DATA TO PROCESS:
>> start
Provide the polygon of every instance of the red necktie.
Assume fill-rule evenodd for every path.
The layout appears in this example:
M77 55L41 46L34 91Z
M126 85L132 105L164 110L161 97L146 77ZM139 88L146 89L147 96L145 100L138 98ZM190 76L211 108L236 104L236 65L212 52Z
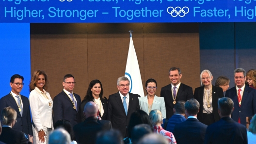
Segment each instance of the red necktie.
M240 94L240 92L241 92L241 89L239 88L238 89L238 103L239 104L239 107L241 106L240 102L242 101L242 98L241 97L241 94ZM240 117L238 118L238 123L240 123Z

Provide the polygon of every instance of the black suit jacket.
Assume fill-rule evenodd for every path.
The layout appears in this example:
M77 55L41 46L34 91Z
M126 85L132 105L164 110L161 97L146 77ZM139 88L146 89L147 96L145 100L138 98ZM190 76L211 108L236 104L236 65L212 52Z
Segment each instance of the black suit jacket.
M200 103L199 112L197 114L197 118L200 122L202 122L203 119L203 106L204 103L204 90L205 86L195 89L194 98ZM220 120L220 115L218 113L218 101L219 99L224 97L223 90L220 87L212 86L212 109L215 122Z
M178 144L204 144L207 128L197 119L189 118L176 124L173 134Z
M74 93L77 101L77 111L67 94L62 90L53 99L53 115L54 123L60 119L64 119L70 121L71 128L81 122L80 106L81 98L79 95Z
M232 118L238 122L240 117L241 124L246 126L246 116L252 116L256 114L256 90L245 86L240 107L236 86L227 90L225 97L231 99L234 102L235 109L232 114Z
M98 132L112 129L110 121L98 120L93 117L88 117L84 122L74 126L76 140L78 144L94 144Z
M173 94L172 93L172 84L162 87L160 96L164 98L166 109L166 118L169 118L174 115L174 104L173 104ZM182 83L180 84L176 97L176 101L181 100L186 101L188 100L193 98L192 87Z
M109 97L109 120L112 122L113 128L118 130L124 137L127 137L127 127L130 121L131 114L140 109L139 99L140 96L129 92L129 100L128 112L126 115L124 105L118 91Z
M224 117L206 130L205 144L248 144L245 126Z
M101 118L102 120L107 120L108 119L108 104L107 103L107 101L106 101L105 99L103 98L100 98L100 101L101 101L101 103L102 103L102 106L103 106L103 110L104 110L104 112L103 113L103 115L102 116L101 116L101 115L100 114L100 112L99 113L99 116ZM81 121L84 121L85 119L85 116L84 116L84 115L83 115L83 108L84 108L84 106L87 102L89 101L94 101L94 99L91 100L91 101L88 101L87 100L83 100L82 101L82 103L81 103L81 106L80 106L80 111L81 112Z
M32 144L28 141L23 132L14 130L10 127L4 127L2 128L2 133L0 135L0 141L6 144Z
M23 95L21 95L21 97L23 104L22 116L21 116L18 110L15 99L10 93L0 100L0 112L1 112L4 108L11 106L17 112L17 122L13 127L13 129L19 131L23 131L27 134L29 134L32 136L33 132L32 131L29 99Z

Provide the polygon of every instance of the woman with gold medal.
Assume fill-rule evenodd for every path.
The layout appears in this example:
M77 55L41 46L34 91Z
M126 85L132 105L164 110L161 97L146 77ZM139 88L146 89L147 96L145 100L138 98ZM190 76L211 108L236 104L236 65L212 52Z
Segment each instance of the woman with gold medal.
M32 116L33 144L48 144L49 134L53 130L53 101L47 89L48 79L45 72L35 71L30 81L29 98Z
M194 98L200 103L197 119L208 126L220 120L218 101L224 95L222 88L211 84L213 76L209 70L203 71L200 78L202 86L196 88L194 93Z

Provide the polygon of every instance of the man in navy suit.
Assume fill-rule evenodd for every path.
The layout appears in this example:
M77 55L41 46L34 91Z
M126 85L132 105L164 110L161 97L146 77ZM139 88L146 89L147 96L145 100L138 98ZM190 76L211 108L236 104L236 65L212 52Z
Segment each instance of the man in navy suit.
M53 99L53 114L54 123L60 119L70 121L71 128L80 121L80 96L73 92L75 87L75 79L70 74L66 74L62 85L62 91Z
M185 103L186 115L188 119L175 125L173 134L177 144L204 144L207 126L196 118L199 112L199 102L194 99Z
M248 144L246 128L230 117L234 109L232 100L224 97L219 100L218 105L221 119L207 128L205 144Z
M179 101L186 101L193 98L192 87L180 82L182 76L179 68L172 67L169 70L169 78L171 84L162 87L160 95L164 98L166 109L166 118L173 115L173 108L175 103Z
M173 115L171 118L167 119L168 122L165 122L166 119L164 119L163 123L167 122L165 130L173 133L174 127L176 124L182 123L187 119L185 118L185 101L177 101L174 105L173 109L174 115Z
M245 85L245 70L238 68L234 74L236 86L227 90L225 97L234 101L235 110L231 118L246 126L246 117L256 114L256 90Z
M13 129L32 136L29 99L20 94L24 84L23 80L23 77L19 74L12 76L10 82L12 90L0 100L0 112L11 106L17 112L17 122Z
M113 129L120 131L124 137L127 137L127 127L131 114L139 110L140 103L138 94L128 92L130 81L125 76L117 79L117 93L109 97L109 120L112 122Z

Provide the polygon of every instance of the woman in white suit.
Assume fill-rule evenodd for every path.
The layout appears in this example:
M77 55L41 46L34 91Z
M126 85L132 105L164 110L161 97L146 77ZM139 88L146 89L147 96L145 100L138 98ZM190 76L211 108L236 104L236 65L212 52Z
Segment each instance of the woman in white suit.
M147 95L144 97L139 98L141 109L147 115L149 115L151 110L159 110L162 113L163 118L166 118L164 99L155 95L157 88L157 81L152 78L149 79L146 82L145 86Z
M33 144L48 144L50 132L53 129L52 106L50 94L46 91L48 86L47 75L37 70L31 77L29 96L32 116Z

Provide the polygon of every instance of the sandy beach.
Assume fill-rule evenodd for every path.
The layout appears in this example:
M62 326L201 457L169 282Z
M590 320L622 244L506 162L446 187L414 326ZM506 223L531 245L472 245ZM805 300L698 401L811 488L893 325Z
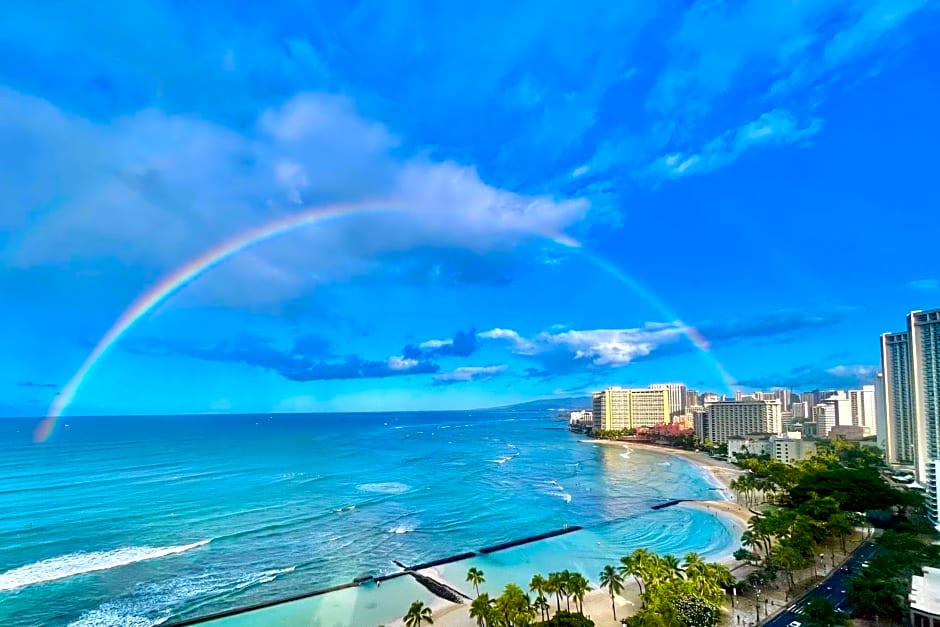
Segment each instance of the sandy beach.
M644 450L662 455L683 457L704 469L712 478L715 487L720 488L723 498L705 501L685 501L676 505L676 507L695 508L709 512L714 516L719 517L731 531L735 542L733 542L732 545L728 547L727 554L721 555L717 559L713 559L714 561L725 564L729 568L734 568L739 565L739 563L732 557L731 554L739 547L741 533L747 528L747 522L752 516L751 512L746 507L738 505L734 502L733 493L730 490L730 483L742 473L739 468L726 462L713 459L701 453L666 448L652 444L623 442L616 440L585 440L585 442L620 447L624 445L630 447L642 447ZM611 556L612 561L616 561L619 558L619 555ZM435 579L442 580L440 572L437 572L435 569L428 569L422 571L422 573ZM595 573L584 574L591 579L596 578ZM461 590L467 594L472 595L473 593L473 590L468 589L468 584L464 582L443 581L443 583L446 583L449 586ZM525 588L528 582L519 581L517 583ZM637 586L636 582L634 582L632 579L624 581L624 590L614 598L613 602L617 608L617 620L614 620L613 613L611 611L611 598L608 592L606 590L593 590L589 592L584 598L584 614L593 620L597 627L619 627L620 618L624 616L630 616L640 608L639 587ZM434 612L435 625L440 625L443 627L475 627L477 624L475 620L470 618L469 604L458 605L441 601L440 603L434 603L432 605L432 609ZM402 624L403 623L401 620L395 621L394 623L389 623L389 625L393 625L395 627L398 627Z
>> end
PROBLEM DESCRIPTION: Reproduce all of the data above in full and without alteration, leaving out the pictures.

WRITTEN REPLY:
Provide the polygon of every instance of the red necktie.
Assume fill-rule evenodd for every path.
The layout appears in this example:
M77 55L41 46L34 91Z
M126 85L132 105L164 110L161 97L146 77ZM139 88L146 89L147 96L145 100L138 98ZM190 76L211 108L236 104L236 65L212 52Z
Segment each instance of the red necktie.
M240 94L240 92L241 92L241 89L239 88L238 89L238 103L239 104L239 107L241 106L240 102L242 101L242 98L241 97L241 94ZM240 117L238 118L238 123L240 123Z

Provide the polygon of every instance of the black suit jacket.
Assume fill-rule evenodd for every path.
The layout appears in this example:
M77 55L41 46L34 91Z
M126 85L132 105L164 110L161 97L146 77ZM139 88L146 89L147 96L145 100L138 98ZM190 76L211 108L236 104L236 65L212 52Z
Segment each instance of the black suit jacket.
M200 103L199 112L197 114L197 118L200 122L202 122L203 119L203 106L204 103L204 90L205 86L195 89L194 98ZM220 120L220 115L218 113L218 101L219 99L224 97L223 90L220 87L212 86L212 109L215 122Z
M178 144L204 144L207 128L197 119L189 118L176 124L173 134Z
M74 93L77 101L77 111L67 94L62 90L53 99L53 115L54 123L60 119L64 119L70 121L71 128L81 122L80 106L81 98L79 95Z
M232 118L238 122L240 117L241 124L246 126L246 116L252 116L256 114L256 90L245 86L240 107L236 86L227 90L225 97L231 99L234 102L235 109L232 114Z
M98 132L112 129L110 121L98 120L93 117L88 117L84 122L74 126L76 140L78 144L94 144Z
M173 94L172 93L172 84L162 87L160 96L164 98L166 109L166 118L169 118L174 115L174 104L173 104ZM182 83L180 84L176 97L176 101L181 100L186 101L188 100L193 98L192 87Z
M109 97L109 120L112 122L113 128L118 130L124 137L127 137L127 127L130 121L131 114L140 109L139 99L140 96L129 92L129 100L128 112L126 115L124 105L118 91Z
M224 117L206 130L205 144L248 144L245 126Z
M101 118L102 120L107 120L108 119L108 104L107 103L107 101L106 101L105 99L103 98L100 98L100 101L101 101L101 103L102 103L102 106L103 106L103 110L104 110L104 112L103 113L103 115L102 116L101 116L101 115L100 114L100 112L99 113L99 116ZM81 121L84 121L85 119L85 116L84 116L84 115L83 115L83 108L84 108L84 106L87 102L89 101L94 101L94 99L91 100L91 101L88 101L87 100L83 100L82 101L82 103L81 103L81 106L80 106L80 111L81 112Z
M32 144L28 141L23 132L14 130L10 127L4 127L2 128L2 133L0 135L0 141L6 144Z
M23 95L21 95L21 97L23 104L22 116L21 116L18 110L15 99L10 93L0 100L0 112L1 112L4 108L11 106L17 112L17 122L13 127L13 129L19 131L23 131L27 134L29 134L32 136L33 132L32 131L29 99Z

Provide the polygon of every instance of the woman with gold medal.
Assume fill-rule evenodd for every path.
The layout appears in this example:
M77 55L41 46L34 91Z
M126 85L132 105L164 110L161 97L146 77ZM139 88L146 89L147 96L145 100L138 98ZM190 76L211 108L236 104L236 65L212 52Z
Segment each instance of the woman with gold medal.
M32 116L33 144L48 144L49 134L53 130L53 101L47 89L48 79L45 72L35 71L30 81L29 98Z
M194 98L200 103L197 119L208 126L220 120L218 101L224 95L222 88L211 84L213 76L209 70L203 71L200 78L202 86L196 88L194 93Z

Provide the polygon of every instance of the man in navy suit.
Assume fill-rule evenodd for every path.
The layout appears in this example:
M77 55L41 46L34 91Z
M126 85L132 105L164 110L161 97L146 77ZM139 88L146 89L147 96L145 100L138 98ZM190 76L211 108L236 104L236 65L212 52Z
Segment each instance of the man in navy suit.
M53 99L53 114L54 123L60 119L70 121L71 128L80 121L80 96L73 92L75 87L75 79L70 74L66 74L62 85L62 91Z
M185 103L186 115L188 119L175 125L173 134L177 144L204 144L207 126L196 118L199 112L199 102L194 99Z
M248 144L246 128L230 117L234 109L232 100L224 97L219 100L218 105L221 119L207 128L205 144Z
M179 101L186 101L193 98L192 87L180 82L182 76L179 68L172 67L169 70L169 78L171 84L162 87L160 95L164 98L166 109L166 118L173 115L173 108L175 103Z
M173 115L171 118L167 119L168 122L165 122L166 119L164 119L163 123L167 122L165 130L173 133L174 127L176 124L182 123L187 119L185 118L185 101L177 101L174 105L173 109L174 115Z
M245 85L245 70L238 68L234 74L236 86L227 90L225 97L234 101L235 110L231 118L246 126L246 117L256 114L256 90Z
M13 129L32 136L29 99L20 94L24 84L23 80L23 77L19 74L12 76L10 82L12 90L0 100L0 112L11 106L17 112L17 122Z
M113 129L120 131L124 137L127 137L127 127L131 114L139 110L140 103L138 94L128 92L130 81L125 76L117 79L117 93L109 97L109 120L112 122Z

Provide the polygon of every instance of the woman in white suit.
Assume fill-rule evenodd for every path.
The layout appears in this example:
M77 55L41 46L34 91Z
M126 85L132 105L164 110L161 97L146 77ZM139 88L146 89L147 96L145 100L138 98ZM190 76L211 108L236 104L236 65L212 52Z
Segment each instance of the woman in white suit.
M147 95L144 97L139 98L141 109L147 115L149 115L151 110L159 110L162 113L163 118L166 118L164 99L155 95L157 88L157 81L152 78L149 79L146 82L145 86Z
M33 144L48 144L50 132L53 129L52 106L50 94L46 91L48 86L47 75L37 70L31 77L29 96L32 116Z

Provide the polygon of every instance of the sandy beach.
Assume fill-rule evenodd for every path.
The layout appears in this example:
M62 326L201 457L169 282Z
M590 320L622 244L506 162L446 187L414 326ZM506 223L531 245L472 245ZM805 300L698 401L811 488L893 325Z
Segment each instance of the sandy beach.
M644 450L662 455L683 457L704 469L712 478L715 487L720 488L723 498L705 501L685 501L676 505L676 507L695 508L709 512L714 516L719 517L731 531L735 542L733 542L732 545L728 547L727 554L721 555L717 559L713 559L714 561L725 564L729 568L734 568L739 565L739 563L732 557L731 554L739 547L741 533L747 528L747 522L752 516L751 512L746 507L738 505L734 502L733 493L730 490L730 483L742 473L739 468L726 462L713 459L701 453L666 448L652 444L623 442L616 440L585 440L585 442L620 447L624 445L630 447L642 447ZM611 556L612 561L616 561L619 558L619 555ZM435 579L442 580L440 572L437 572L435 569L428 569L422 571L422 573ZM595 573L584 574L591 579L596 578ZM461 590L467 594L472 595L473 593L473 590L468 589L468 584L464 582L443 581L443 583L446 583L449 586ZM525 588L528 582L519 581L517 583ZM637 586L636 582L634 582L632 579L624 581L624 590L614 598L613 602L617 608L617 620L614 620L613 613L611 611L611 598L608 592L606 590L593 590L589 592L584 598L584 614L593 620L597 627L619 627L620 618L624 616L630 616L640 608L639 587ZM434 612L435 625L440 625L443 627L475 627L477 624L475 620L470 618L469 604L458 605L441 601L440 603L434 603L432 605L432 609ZM402 624L403 623L401 620L395 621L394 623L389 623L389 625L393 625L395 627L398 627Z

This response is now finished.